Repeat the entries beneath in their entirety, precisely as given.

ENTRIES SHOWN ▸
⁂
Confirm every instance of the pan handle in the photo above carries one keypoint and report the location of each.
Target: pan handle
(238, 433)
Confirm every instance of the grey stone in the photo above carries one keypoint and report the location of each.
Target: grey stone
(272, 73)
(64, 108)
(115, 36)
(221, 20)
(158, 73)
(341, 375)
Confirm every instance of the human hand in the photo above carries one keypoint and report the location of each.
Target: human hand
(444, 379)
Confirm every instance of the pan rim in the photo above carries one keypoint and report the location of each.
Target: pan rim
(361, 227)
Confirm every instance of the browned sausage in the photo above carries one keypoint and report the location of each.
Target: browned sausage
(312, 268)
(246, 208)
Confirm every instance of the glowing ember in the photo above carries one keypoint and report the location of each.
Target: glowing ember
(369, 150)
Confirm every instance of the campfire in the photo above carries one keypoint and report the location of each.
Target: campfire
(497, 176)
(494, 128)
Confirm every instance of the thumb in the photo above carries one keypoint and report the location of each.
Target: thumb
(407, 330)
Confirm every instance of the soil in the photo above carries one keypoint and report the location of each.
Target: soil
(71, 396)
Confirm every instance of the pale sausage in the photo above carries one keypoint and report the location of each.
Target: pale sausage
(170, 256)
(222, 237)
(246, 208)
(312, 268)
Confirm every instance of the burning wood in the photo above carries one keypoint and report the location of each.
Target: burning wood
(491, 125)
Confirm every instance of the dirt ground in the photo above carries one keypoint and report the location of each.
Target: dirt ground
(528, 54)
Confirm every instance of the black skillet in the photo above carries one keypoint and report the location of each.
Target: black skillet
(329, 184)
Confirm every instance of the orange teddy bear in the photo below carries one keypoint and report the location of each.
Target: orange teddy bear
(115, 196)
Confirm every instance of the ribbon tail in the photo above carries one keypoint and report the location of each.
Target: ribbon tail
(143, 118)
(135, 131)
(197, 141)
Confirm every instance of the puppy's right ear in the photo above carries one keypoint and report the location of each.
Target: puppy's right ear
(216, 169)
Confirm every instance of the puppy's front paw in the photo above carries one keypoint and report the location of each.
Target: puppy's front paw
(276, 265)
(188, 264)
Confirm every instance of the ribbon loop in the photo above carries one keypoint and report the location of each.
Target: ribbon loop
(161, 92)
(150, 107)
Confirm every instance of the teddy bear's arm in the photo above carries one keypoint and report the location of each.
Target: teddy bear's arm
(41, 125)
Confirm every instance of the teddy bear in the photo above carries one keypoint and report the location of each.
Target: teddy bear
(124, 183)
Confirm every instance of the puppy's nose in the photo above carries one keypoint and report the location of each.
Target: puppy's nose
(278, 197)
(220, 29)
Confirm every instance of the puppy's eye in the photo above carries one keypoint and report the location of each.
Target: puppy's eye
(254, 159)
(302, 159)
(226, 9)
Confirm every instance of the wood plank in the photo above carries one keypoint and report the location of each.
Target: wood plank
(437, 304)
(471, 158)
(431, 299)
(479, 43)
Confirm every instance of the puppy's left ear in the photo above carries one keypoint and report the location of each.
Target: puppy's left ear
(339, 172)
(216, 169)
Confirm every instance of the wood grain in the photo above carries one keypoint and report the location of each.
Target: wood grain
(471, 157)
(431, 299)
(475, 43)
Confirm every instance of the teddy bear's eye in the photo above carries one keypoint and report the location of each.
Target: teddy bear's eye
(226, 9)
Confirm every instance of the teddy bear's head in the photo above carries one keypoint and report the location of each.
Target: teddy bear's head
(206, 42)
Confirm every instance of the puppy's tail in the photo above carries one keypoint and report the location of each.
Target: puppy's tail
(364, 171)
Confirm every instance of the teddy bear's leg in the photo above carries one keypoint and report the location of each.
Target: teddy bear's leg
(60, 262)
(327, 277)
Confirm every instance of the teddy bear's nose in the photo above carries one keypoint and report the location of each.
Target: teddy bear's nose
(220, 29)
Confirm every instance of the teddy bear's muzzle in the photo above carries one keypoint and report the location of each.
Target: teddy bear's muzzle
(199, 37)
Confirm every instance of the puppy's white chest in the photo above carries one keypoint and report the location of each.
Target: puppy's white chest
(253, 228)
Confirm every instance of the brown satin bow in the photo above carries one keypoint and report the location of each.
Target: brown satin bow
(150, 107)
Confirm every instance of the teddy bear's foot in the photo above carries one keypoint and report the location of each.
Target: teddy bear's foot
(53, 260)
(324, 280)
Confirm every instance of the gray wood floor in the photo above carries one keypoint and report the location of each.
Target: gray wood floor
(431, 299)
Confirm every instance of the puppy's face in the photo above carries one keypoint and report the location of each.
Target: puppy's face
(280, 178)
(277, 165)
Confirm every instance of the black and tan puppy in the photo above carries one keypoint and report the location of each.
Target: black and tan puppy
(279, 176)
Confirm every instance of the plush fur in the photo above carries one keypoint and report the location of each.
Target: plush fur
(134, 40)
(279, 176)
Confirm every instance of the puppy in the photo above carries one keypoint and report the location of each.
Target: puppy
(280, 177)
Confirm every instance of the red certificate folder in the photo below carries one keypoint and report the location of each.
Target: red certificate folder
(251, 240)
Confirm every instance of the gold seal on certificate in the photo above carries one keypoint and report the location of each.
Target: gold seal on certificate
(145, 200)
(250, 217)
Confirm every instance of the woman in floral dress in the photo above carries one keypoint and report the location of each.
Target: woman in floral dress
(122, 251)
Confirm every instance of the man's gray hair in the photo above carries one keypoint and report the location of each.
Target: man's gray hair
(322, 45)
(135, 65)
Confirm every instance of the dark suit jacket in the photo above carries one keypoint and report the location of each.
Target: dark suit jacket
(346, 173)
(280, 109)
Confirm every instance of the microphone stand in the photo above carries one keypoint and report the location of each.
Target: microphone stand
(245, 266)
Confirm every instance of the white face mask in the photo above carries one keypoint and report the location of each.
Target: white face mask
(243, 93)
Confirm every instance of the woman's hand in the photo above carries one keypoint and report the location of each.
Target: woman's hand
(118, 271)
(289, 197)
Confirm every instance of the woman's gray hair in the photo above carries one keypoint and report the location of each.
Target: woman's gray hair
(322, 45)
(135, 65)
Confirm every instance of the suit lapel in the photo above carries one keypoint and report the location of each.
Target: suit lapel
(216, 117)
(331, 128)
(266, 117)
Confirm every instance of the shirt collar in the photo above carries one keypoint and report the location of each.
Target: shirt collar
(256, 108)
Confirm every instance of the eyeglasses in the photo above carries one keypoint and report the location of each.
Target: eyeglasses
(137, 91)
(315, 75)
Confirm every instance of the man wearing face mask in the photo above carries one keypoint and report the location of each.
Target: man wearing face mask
⁂
OUTPUT OF THE EXERCISE ▸
Confirm every instance of the pan handle in the photo above carries one keypoint and report the location of each.
Target: pan handle
(238, 433)
Confirm every instance of the grey stone in the photo above carries one keypoint and report the location of each.
Target: grey stone
(272, 73)
(64, 108)
(115, 36)
(221, 20)
(158, 73)
(341, 375)
Confirm every instance of the human hand in the photo above carries one keypoint and report the location of each.
Target: human hand
(444, 379)
Confirm every instance of the pan rim in the photo above carries one keypoint and report the location of each.
Target: pan rim
(361, 227)
Confirm every instance of the browned sausage in the photo above carries one keypoint and report the location of each.
Target: browned sausage
(312, 268)
(246, 208)
Confirm every instance of the glowing ember in the photo above carries one keypoint and report the location of each.
Target: glowing ember
(369, 150)
Confirm every instance of the campfire in the photo above carries one keypoint and report the location of each.
Target: campfire
(497, 176)
(494, 128)
Confirm every instance of the thumb in the photo above carries one keypoint and report the location of each.
Target: thumb
(407, 330)
Confirm every instance of the soil in the photo above carries one keypoint and report the location of each.
Target: soil
(71, 396)
Confirm every instance of the pale sausage in the photo above carries one keypoint and report the location of each.
Target: pale sausage
(170, 256)
(222, 237)
(246, 208)
(312, 268)
Confirm every instance of the burning wood in the photo above carries one keypoint and report the location of each.
Target: burning wood
(491, 125)
Confirm every instance of the dirt ground in the photo above carries one keypoint and report the location of each.
Target: dirt ground
(528, 54)
Confirm every instance of the black skillet in the photo above carries one keypoint and report the location of each.
Target: black skillet
(329, 184)
Confirm every instance of the orange teddy bear in the photo below carries one keypoint and report the location of each.
Target: orange teddy bear
(115, 196)
Confirm every instance of the ribbon tail in the photo above carries one keypoint and report the location of each.
Target: ribbon tail
(143, 118)
(135, 131)
(197, 141)
Confirm every instance of the puppy's right ear in the photo above carries one keypoint and report the location of each.
Target: puppy's right ear
(216, 169)
Confirm every instance of the puppy's front paw in the photo above carries one keypoint and report the location of each.
Target: puppy's front paw
(276, 265)
(188, 264)
Confirm every instance of the ribbon loop in the photo above carries one keypoint and report the location of each.
Target: ribbon loop
(161, 92)
(150, 107)
Confirm every instance of the teddy bear's arm in the photo above carries one keypoint and report the location of each.
Target: teddy bear's arm
(41, 125)
Confirm every instance of the teddy bear in the photo above carries one keypoint and report the location of each.
Target: teddy bear
(124, 183)
Confirm every instance of the puppy's nose in the photo above carries one keypoint and report the location of each.
Target: puppy's nose
(278, 197)
(220, 29)
Confirm every instance of the puppy's eye in the photo above carries one keypoint and report the location of each.
Target: puppy's eye
(254, 159)
(302, 159)
(226, 9)
Confirm every instance of the wood plank in the photo above carries one keypoint and report the location of each.
Target: wood plank
(437, 304)
(471, 158)
(431, 299)
(479, 43)
Confirm every instance of the puppy's left ear in the photo above carries one keypoint and report the location of each.
Target: puppy's left ear
(339, 172)
(216, 169)
Confirm every instance of the wood grain in the photo above carries one keypoint and report the location of each.
Target: wood grain
(471, 157)
(431, 299)
(475, 43)
Confirm every instance of the teddy bear's eye in the photo above carries one keypoint and report the location of each.
Target: teddy bear's eye
(226, 9)
Confirm every instance of the teddy bear's head in the photo above carries one keypoint and report the location of each.
Target: teddy bear's head
(206, 42)
Confirm every instance of the puppy's tail in the photo above carries one keypoint and report the location of each.
Target: puppy's tail
(364, 171)
Confirm every instance of the teddy bear's leg in the photo above carries one keypoint and report the location of each.
Target: teddy bear's leg
(60, 262)
(327, 277)
Confirm every instance of the teddy bear's nose in the photo above carries one keypoint and report the location of each.
Target: teddy bear's nose
(220, 29)
Confirm every instance of the teddy bear's muzzle in the photo above carries one keypoint and report the location of each.
Target: teddy bear's muzzle
(199, 37)
Confirm every instance of the puppy's white chest in the photo above carries one keypoint and report the location of each.
Target: puppy's white chest
(253, 228)
Confirm every instance of the brown satin bow in the photo above carries one keypoint and report the location of each.
Target: brown satin bow
(150, 107)
Confirm every instance of the teddy bear's foot in the photo above carries one keypoint and report the location of each.
Target: teddy bear's foot
(53, 260)
(324, 280)
Confirm every instance of the gray wood floor in the photo above carries one keypoint and report the location of each.
Target: gray wood floor
(431, 299)
Confirm every instance of the puppy's face in the photo above carries one keypoint and report the location of each.
Target: puppy's face
(280, 178)
(277, 165)
Confirm every instance of the black and tan puppy in the photo above carries one keypoint and report the location of each.
Target: black and tan puppy
(279, 176)
Confirm every instance of the plush fur in the photo above carries one keypoint and report the location of each.
Target: plush fur
(134, 40)
(279, 176)
Confirm every instance of the puppy in the photo above carries one keypoint and report the location of each.
Target: puppy
(280, 177)
Confirm every instance of the red certificate folder in the photo below carries one keypoint and report the location of each.
Target: red certificate folder
(251, 240)
Confirm every instance of the gold seal on certificate in the photo above carries one keypoint and report the location of each.
Target: gold seal on certificate
(145, 200)
(250, 217)
Confirm every instance of the woman in floral dress in the photo above carries one keypoint and report the location of each.
Target: woman in floral dress
(122, 251)
Confirm every instance of the man's gray hair in the photo above carries one keypoint and report the location of each.
Target: man's gray hair
(322, 45)
(135, 65)
Confirm every instance of the dark suit jacket in the photo above carries one keypoint and report the location of each.
Target: dark suit jacket
(346, 173)
(280, 109)
Confirm every instance of the microphone stand in the photo above carries one keypoint and report the location of each.
Target: microphone stand
(245, 266)
Confirm every instance of the white face mask in the photo above carries one keypoint and report the location of each.
Target: white face mask
(243, 93)
Confirm every instance of the woman's hand in the photo above carries one keypoint and report the location of each.
Target: woman's hand
(118, 271)
(289, 197)
Confirm every instance of the woman's gray hair in the photo above carries one keypoint and report the location of each.
Target: woman's gray hair
(322, 45)
(135, 65)
Confirm every instance of the suit lapel in the photo above carries one keypoint and report the location of each.
Target: suit lapel
(216, 117)
(331, 128)
(266, 117)
Confirm every instance of the shirt collar in the photo above carries one keypoint and report the location of each.
Target: shirt collar
(256, 108)
Confirm every instance of the eyeglasses in the photo above carries one keypoint and report the location of each.
Target: eyeglasses
(137, 91)
(315, 75)
Confirm every instance of the man wearing face mask in the photo above carries one keypoint and report the location of each.
Target: man wearing face mask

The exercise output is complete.